Top of Supplied material
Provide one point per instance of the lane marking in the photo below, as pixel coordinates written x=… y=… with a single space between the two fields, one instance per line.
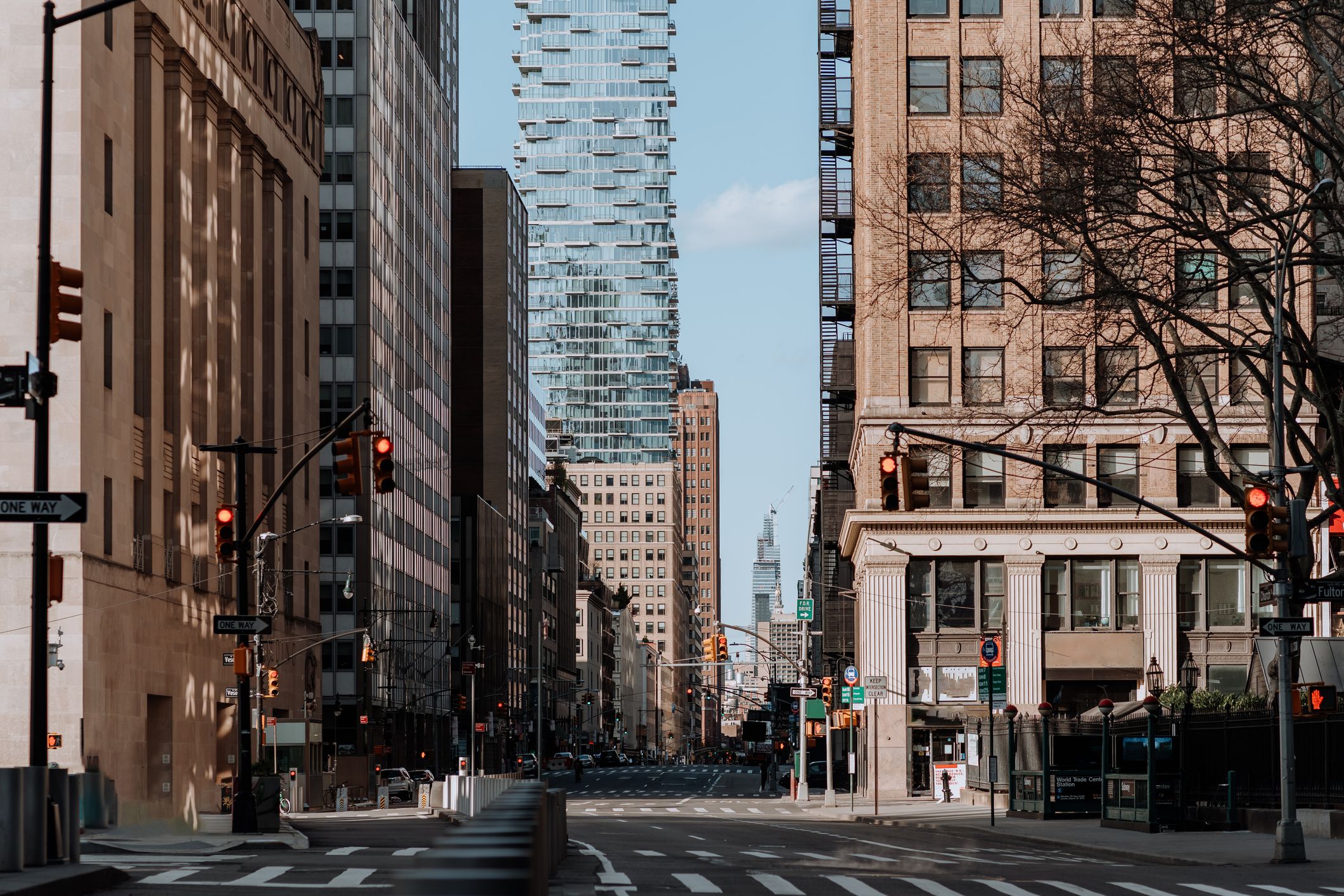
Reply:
x=777 y=886
x=696 y=884
x=852 y=886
Bottom of Supplied material
(Problem to work on) Please copy every record above exactly, but leave the pictures out.

(Result of the exercise)
Provide one point per instance of the lane marking in the photo below, as pixel coordinates written x=… y=… with a single space between the two fields, one instance per line.
Reply:
x=777 y=886
x=696 y=884
x=852 y=886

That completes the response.